_INSTRUÇÃO DADA A_
Responda às perguntas abaixo com base no relato sobre o cachorro Qüem Qüem.
(i) Em que rua a família morava quando pedia um cachorro?
(ii) Para que instituição os dois cachorros foram levados por causa da dúvida sobre a "causa mortis"?
(iii) Por quantos dias e quantas vezes por dia a família tomou as vacinas antirrábicas?
_INSTRUÇÃO DADA B_
Prossiga com o relato sobre o cachorro Qüem Qüem a partir da última frase apresentada.

_TEXTO FORNECIDO_

§ §

Passamos anos sem cachorro.
Quando fomos para a rua Caativa, casa
grande e quintal grande, chamava por cachorro. . Não sei quem nos deu um
cachorrinho fox branco com manchas preto, pequeno, pelo baixo, malandro,
simpático, tarado. Era o Qüem Qüem.
Sorrateiramente escapava pelas grades,
principalmente se a cadelinha de frente o chamava, toda dengosa. E iam os dois,
pelo mundo a fora, nas ruas mais livres do bairro (Nessa década de 60, muitas
ruas do bairro ainda nem eram calçadas). Passavam dias desaparecidos. Quando
Qüem Qüem voltava, vinha vermelho de barro. Ia se chegando aos poucos, punha
primeiro a cabeça, pelo lado da casa. Se a recepção fosse boa, aparecia o resto
do corpo, todo sem vergonha, abanando o rabo. Tinha que tomar banho para voltar
à cor primitiva. Passava uns dias calmo, sem sair, descansando e refazendo
forças para novamente repetir tudo. Mas era tão simpático que a gente aceitava
tudo. Flavio e Jurema com cinco e oito anos, o adoravam.
Deve ter aprontado tantas, que alguém
lhe deu “bola” envenenada e ele morreu nos degraus da escada de acesso à nossa casa.
A sua companheira morreu nas mesmas condições.
Na dúvida da “causa mortis” foram
levados para o Instituto Pasteur, mas o atendimento demorou, a dúvida continuou
e na hipótese pouquíssimo provável que fosse hidrofobia (a gente tinha quase
certeza que foi veneno), tivemos que tomar vacinas antirrábicas durante 15 dias
em injeções subcutâneas na barriga, duas vezes por dia. Todos os seis (Maria
nossa ajudante se recusou a tomar e não lhe aconteceu nada).

§ §

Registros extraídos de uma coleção
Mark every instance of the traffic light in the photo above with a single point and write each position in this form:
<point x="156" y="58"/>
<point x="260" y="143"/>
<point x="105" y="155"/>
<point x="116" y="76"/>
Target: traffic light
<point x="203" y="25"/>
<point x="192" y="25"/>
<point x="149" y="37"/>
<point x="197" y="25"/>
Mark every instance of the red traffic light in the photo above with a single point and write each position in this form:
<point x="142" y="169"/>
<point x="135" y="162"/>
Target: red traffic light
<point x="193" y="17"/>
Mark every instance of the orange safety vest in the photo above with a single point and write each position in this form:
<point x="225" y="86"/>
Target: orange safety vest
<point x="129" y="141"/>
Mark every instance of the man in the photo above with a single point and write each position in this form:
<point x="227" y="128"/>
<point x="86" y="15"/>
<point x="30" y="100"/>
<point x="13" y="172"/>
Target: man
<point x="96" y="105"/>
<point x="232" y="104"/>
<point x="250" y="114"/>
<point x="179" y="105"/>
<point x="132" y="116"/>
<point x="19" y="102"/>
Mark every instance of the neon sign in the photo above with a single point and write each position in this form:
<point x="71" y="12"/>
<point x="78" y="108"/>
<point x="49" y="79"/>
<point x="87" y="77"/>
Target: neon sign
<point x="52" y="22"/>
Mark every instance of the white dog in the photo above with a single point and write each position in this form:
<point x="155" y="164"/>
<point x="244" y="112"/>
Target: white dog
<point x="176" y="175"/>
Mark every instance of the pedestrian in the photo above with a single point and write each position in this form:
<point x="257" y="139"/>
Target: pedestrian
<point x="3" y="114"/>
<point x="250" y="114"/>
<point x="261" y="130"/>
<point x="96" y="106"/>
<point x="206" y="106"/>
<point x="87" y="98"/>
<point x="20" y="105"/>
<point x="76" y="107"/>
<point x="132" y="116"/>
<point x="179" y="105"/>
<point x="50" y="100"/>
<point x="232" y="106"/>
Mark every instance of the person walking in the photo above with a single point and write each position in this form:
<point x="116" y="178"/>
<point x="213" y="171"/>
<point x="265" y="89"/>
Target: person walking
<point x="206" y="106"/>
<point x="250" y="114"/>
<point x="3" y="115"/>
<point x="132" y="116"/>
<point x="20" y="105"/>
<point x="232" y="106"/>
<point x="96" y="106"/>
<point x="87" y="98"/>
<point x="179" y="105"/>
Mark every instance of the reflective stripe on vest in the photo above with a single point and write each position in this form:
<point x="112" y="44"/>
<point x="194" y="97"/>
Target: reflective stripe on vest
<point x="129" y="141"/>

§ §

_RESPOSTA ESCRITA A_
(i) Na rua Caativa.
(ii) Para o Instituto Pasteur.
(iii) Durante 15 dias, duas vezes por dia.

_RESPOSTA ESCRITA B_
Na hora do almoço era um ritual. Eu já esperava Ayrton com e seringas fervidas
(não havia ainda as descartáveis), e ele aplicava as injeções em nós seis: meus
pais, nós, Flavio e Jurema. Quando a
reação local estava mais ativa, com inflamação maior, era a hora da segunda
dose do dia, no fim da tarde. Era um tormento. Ayrton conservou marcas na
barriga até o fim da vida. O trauma das crianças foi grande e desistimos de
cachorro durante algum tempo.
Meu pai tentou trazer uma cachorra enorme,
Princesa, mas ninguém quis.
Já era muito adulta e não foi simpática.
Tínhamos resolvido não ter mais cachorro por
causa do sofrimento das crianças pela falta do Qüem Qüem, e nossa, pelas
vacinas.
Mas, as crianças estavam tão desoladas
que aceitei um cachorro dado por uma aluna. Nem sei de que raça era (devia ser
lobo) Já era meio crescido. Chamava-se Pongo
e era uma fera. Bravíssimo.
Minha mãe é que cuidava da comida dele, mas só deixava seu prato com ele preso
e gritava: “Pode soltar”. Enquanto ele comia, fechava a porteirinha que tinha
no fundão da casa. Na frente da cozinha, ainda era terra e ele sujou toda
parede de tanto latir e pular. Quase comia a mão do padeiro quando ele deixava
o pão. Qualquer coisa que caísse no chão ele comia: Bombril, botão... Uma vez entrou na copa, atacou um cacho de
banana e tivemos que fechar as portas porque ele só acalmou quando não restava
nada do talo. Não aguentamos e o demos
para o padeiro, que o levou para seu sítio como guarda.
AGORA TAMBÉM UM GATO
Em um aniversário dos meninos, acho
que foi em 1965, a festinha estava animado, quando Ary chegou de São Carlos e
trouxe de presente para os dois, um cachorrinho, lindo quando pequeno. Devia
ser um mestiço mal “misturado”, porque a parte de traz lembrava bassé e a parte
da frente bulldog. Marrom claro, patas curtinhas para sustentar o corpo. Foi o Pinduca.
Todos gostavam dele. Eu não me liguei
muito, porque trabalhava bastante por essa ocasião, mas as crianças e meus pais
sim. . Era um cachorro meio enfezado, a cara “carrancuda”. Sorrateiro, entrava
devagar na sala, se escondia atrás da cortina e ficava entre o vidro e a grade,
dormindo o tempo todo.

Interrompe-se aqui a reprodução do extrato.